──────── GIVEN TEXT ────────
2nd Patch for PR78009 
Patch for PR83026

https://gcc.gnu.org/bugzilla/show_bug.cgi?id=78809
Inline strcmp with small constant strings

https://gcc.gnu.org/bugzilla/show_bug.cgi?id=83026
missing strlen optimization for strcmp of unequal strings

The design doc for PR78809 is at:
https://www.mail-archive.com/gcc@gcc.gnu.org/msg83822.html

this patch is for the second part of change of PR78809 and PR83026:

B. for strncmp (s1, s2, n) (!)= 0 or strcmp (s1, s2) (!)= 0

 B.1. (PR83026) When the lengths of both arguments are constant and
      it's a strcmp:
    * if the lengths are NOT equal, we can safely fold the call
      to a non-zero value.
    * otherwise, do nothing now.

 B.2. (PR78809) When the length of one argument is constant, try to replace
 the call with a __builtin_str(n)cmp_eq call where possible, i.e:

 strncmp (s, STR, C) (!)= 0 in which, s is a pointer to a string, STR is a
 string with constant length, C is a constant.
   if (C <= strlen(STR) && sizeof_array(s) > C)
     {
       replace this call with
       __builtin_strncmp_eq (s, STR, C) (!)= 0
     }
   if (C > strlen(STR)
     {
       it can be safely treated as a call to strcmp (s, STR) (!)= 0
       can handled by the following strcmp.
     }

 strcmp (s, STR) (!)= 0 in which, s is a pointer to a string, STR is a
 string with constant length.
──────── DATA EXTRACT ────────
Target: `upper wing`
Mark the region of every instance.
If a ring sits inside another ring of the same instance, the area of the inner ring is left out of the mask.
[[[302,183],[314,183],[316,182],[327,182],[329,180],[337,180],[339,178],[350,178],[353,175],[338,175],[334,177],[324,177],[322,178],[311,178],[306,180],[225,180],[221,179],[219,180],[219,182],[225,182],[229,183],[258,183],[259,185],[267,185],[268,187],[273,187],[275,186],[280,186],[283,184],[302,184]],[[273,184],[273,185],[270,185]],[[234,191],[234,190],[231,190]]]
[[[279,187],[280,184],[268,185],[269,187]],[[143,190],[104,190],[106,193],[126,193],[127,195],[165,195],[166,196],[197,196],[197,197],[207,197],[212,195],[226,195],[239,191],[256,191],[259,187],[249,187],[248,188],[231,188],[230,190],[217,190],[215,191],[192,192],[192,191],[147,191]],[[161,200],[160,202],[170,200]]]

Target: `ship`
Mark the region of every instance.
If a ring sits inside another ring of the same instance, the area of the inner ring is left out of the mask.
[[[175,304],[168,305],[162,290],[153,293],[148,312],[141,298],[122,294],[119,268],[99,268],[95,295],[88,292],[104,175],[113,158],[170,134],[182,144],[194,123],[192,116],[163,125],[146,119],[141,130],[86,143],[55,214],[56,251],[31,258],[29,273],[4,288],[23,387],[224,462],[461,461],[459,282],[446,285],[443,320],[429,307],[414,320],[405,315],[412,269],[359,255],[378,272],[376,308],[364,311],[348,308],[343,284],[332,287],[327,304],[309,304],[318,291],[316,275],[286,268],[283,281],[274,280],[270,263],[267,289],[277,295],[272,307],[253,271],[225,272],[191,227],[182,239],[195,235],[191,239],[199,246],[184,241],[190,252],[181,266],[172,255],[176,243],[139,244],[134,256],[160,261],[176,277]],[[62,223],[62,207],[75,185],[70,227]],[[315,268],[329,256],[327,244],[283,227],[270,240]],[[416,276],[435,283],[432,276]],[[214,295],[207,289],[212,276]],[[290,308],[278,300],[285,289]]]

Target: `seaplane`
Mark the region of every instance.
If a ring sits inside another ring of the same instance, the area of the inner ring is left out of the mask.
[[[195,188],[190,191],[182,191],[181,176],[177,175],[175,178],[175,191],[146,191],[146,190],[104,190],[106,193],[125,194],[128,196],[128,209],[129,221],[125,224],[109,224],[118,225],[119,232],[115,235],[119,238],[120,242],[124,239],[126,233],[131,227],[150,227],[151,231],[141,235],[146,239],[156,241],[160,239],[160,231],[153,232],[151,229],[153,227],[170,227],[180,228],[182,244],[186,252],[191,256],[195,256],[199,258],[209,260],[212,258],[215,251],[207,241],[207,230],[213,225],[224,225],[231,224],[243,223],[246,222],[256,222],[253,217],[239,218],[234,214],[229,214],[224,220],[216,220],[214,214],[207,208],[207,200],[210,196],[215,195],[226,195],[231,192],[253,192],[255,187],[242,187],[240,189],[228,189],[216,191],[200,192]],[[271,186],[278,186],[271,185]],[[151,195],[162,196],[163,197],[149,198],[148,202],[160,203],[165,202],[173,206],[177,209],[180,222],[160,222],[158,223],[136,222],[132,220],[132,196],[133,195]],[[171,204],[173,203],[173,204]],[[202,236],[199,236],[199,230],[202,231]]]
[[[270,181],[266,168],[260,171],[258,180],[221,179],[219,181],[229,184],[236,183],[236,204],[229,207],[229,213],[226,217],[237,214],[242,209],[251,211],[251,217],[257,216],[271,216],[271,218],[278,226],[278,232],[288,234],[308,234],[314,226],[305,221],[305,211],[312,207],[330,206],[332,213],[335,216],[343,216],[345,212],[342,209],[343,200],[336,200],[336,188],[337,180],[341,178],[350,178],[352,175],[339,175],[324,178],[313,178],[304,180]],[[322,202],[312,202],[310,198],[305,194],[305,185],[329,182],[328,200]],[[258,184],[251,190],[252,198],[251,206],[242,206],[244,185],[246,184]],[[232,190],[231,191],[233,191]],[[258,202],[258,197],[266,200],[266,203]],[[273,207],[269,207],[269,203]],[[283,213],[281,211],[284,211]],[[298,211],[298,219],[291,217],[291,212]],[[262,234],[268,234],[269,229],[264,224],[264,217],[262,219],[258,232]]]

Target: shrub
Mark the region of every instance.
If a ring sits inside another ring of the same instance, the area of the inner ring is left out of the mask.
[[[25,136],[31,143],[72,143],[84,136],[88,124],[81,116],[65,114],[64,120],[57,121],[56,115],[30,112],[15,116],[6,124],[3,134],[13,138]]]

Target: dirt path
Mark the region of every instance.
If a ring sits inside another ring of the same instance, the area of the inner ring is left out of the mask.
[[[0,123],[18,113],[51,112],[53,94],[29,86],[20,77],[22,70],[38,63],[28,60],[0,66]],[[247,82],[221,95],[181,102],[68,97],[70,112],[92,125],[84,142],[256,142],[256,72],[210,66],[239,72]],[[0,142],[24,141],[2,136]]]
────────
- YOUR TASKS -
A - Translate this sentence from the patch notes into Spanish: "if the lengths are NOT equal, we can safely fold the call to a non-zero value."
B - Answer these questions using the patch notes:
(i) What short title is given for bug 83026?
(ii) Under B.1, what happens when both lengths are constant and equal?
(iii) Under B.2, what call replaces strncmp when C <= strlen(STR) and sizeof_array(s) > C?

- SOLUTION LIST -
A - si las longitudes NO son iguales, podemos plegar la llamada de forma segura a un valor distinto de cero.

B -
(i) "missing strlen optimization for strcmp of unequal strings"
(ii) Nothing is done for now.
(iii) __builtin_strncmp_eq (s, STR, C) (!)= 0